◆ Goal ◆
Can you rewrite the rows below with every "in this photo" replaced by "in this image", changing nothing else and leaving out the pictures?

◆ Rows ◆
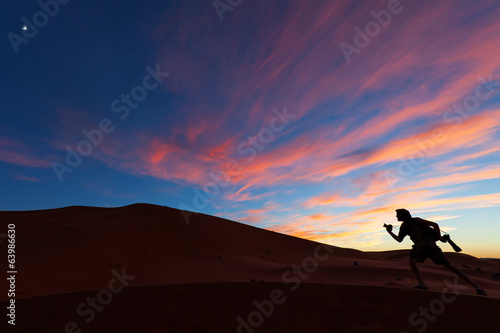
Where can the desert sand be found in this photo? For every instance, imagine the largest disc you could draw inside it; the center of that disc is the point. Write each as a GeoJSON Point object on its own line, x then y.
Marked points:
{"type": "Point", "coordinates": [142, 268]}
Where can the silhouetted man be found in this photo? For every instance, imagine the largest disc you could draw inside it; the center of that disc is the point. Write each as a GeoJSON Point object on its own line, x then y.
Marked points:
{"type": "Point", "coordinates": [424, 235]}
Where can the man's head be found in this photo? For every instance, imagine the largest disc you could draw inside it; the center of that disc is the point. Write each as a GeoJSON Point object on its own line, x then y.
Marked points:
{"type": "Point", "coordinates": [403, 214]}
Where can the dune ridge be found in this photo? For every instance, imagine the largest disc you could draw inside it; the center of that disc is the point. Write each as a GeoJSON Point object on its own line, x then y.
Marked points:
{"type": "Point", "coordinates": [68, 254]}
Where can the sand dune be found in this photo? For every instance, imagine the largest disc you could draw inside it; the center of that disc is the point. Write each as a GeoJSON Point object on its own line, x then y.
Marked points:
{"type": "Point", "coordinates": [203, 276]}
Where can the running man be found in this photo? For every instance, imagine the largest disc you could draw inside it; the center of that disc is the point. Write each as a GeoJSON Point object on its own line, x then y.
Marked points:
{"type": "Point", "coordinates": [424, 235]}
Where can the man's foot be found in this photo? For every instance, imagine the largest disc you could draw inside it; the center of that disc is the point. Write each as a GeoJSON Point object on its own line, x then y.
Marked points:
{"type": "Point", "coordinates": [481, 291]}
{"type": "Point", "coordinates": [423, 287]}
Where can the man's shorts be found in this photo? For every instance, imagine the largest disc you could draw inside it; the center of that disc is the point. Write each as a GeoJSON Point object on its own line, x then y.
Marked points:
{"type": "Point", "coordinates": [424, 252]}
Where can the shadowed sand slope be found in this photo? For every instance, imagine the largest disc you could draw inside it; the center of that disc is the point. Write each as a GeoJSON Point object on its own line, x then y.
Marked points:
{"type": "Point", "coordinates": [202, 275]}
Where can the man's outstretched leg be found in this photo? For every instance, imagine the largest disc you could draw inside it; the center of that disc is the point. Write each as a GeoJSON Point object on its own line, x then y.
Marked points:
{"type": "Point", "coordinates": [416, 271]}
{"type": "Point", "coordinates": [466, 278]}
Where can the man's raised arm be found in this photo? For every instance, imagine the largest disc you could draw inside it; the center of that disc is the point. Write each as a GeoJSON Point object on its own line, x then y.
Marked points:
{"type": "Point", "coordinates": [399, 238]}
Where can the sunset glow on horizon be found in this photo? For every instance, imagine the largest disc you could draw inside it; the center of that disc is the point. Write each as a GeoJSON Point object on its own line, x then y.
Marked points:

◆ Solved problem ◆
Where can the desert sand be found in this image? For every instance, imagine the largest disc you could draw inside it; the center of that disc is the point. Write each as a GeoJSON Point object on its own line, x then y.
Marked points:
{"type": "Point", "coordinates": [142, 268]}
Where can the silhouetted man be found in this image? For every instance, imagine the largest disc you could draw inside it; the center of that disc is the point. Write each as a GeoJSON Point object on its own line, x then y.
Marked points:
{"type": "Point", "coordinates": [424, 235]}
Where can the man's head be found in this image? For every instance, imagine the largest disc you could draw inside it; the center of that disc is the point. Write each as a GeoJSON Point object on its own line, x then y.
Marked points:
{"type": "Point", "coordinates": [403, 214]}
Where can the dune ridge be found in this image? For every instance, imagine the largest disc you could draw inside it; the center of that disc is the point. Write each as a GeoJSON Point object on its own line, x then y.
Marked points:
{"type": "Point", "coordinates": [68, 254]}
Where can the sand dune be found in this image? For every instance, imagine the largest disc you could draw inside it; the center of that disc is the point. Write each as a GeoJSON Point object on its own line, x then y.
Marked points:
{"type": "Point", "coordinates": [203, 276]}
Where can the running man be found in this image? For every instance, imagine the largest disc you could draw inside it; the center of that disc is the point. Write each as a GeoJSON Point object on its own line, x then y.
Marked points:
{"type": "Point", "coordinates": [424, 235]}
Where can the man's foot be found in this image? For every instance, imagine the largest disc you could draw inside it; the center of that disc is the point. Write each as a GeoJSON Point object on its own line, x then y.
Marked points:
{"type": "Point", "coordinates": [481, 291]}
{"type": "Point", "coordinates": [423, 287]}
Where can the man's shorts be found in this image? For every instance, imagine the largest disc you could draw inside it; the center of that disc is the point. Write each as a GeoJSON Point object on its own line, x then y.
Marked points:
{"type": "Point", "coordinates": [424, 252]}
Where can the shadowed sand slope be found in this image? For every instance, imagine the largest disc you could draw inside it; the center of that disc is the point. Write each as a GeoJSON Point object on its own line, x then y.
Marked points:
{"type": "Point", "coordinates": [202, 275]}
Where can the man's outstretched leg be found in this image? For every instance, imagine the largest disc you could draw inside it; the center of that disc is the point. Write each as a GeoJSON Point object on its own line, x then y.
Marked points:
{"type": "Point", "coordinates": [416, 271]}
{"type": "Point", "coordinates": [466, 278]}
Where can the man's raised arm be found in this image? For every instance, imagine the largest disc you could draw inside it; the center of that disc is the point. Write each as a GeoJSON Point object on its own line, x then y.
Marked points:
{"type": "Point", "coordinates": [399, 238]}
Where can the sunset glow on horizon be found in this image? For every instance, imagine the largest disc you could draw inside it; the center of that disc is the point. Write each as a GeoJSON Point object on its own line, x then y.
Marked points:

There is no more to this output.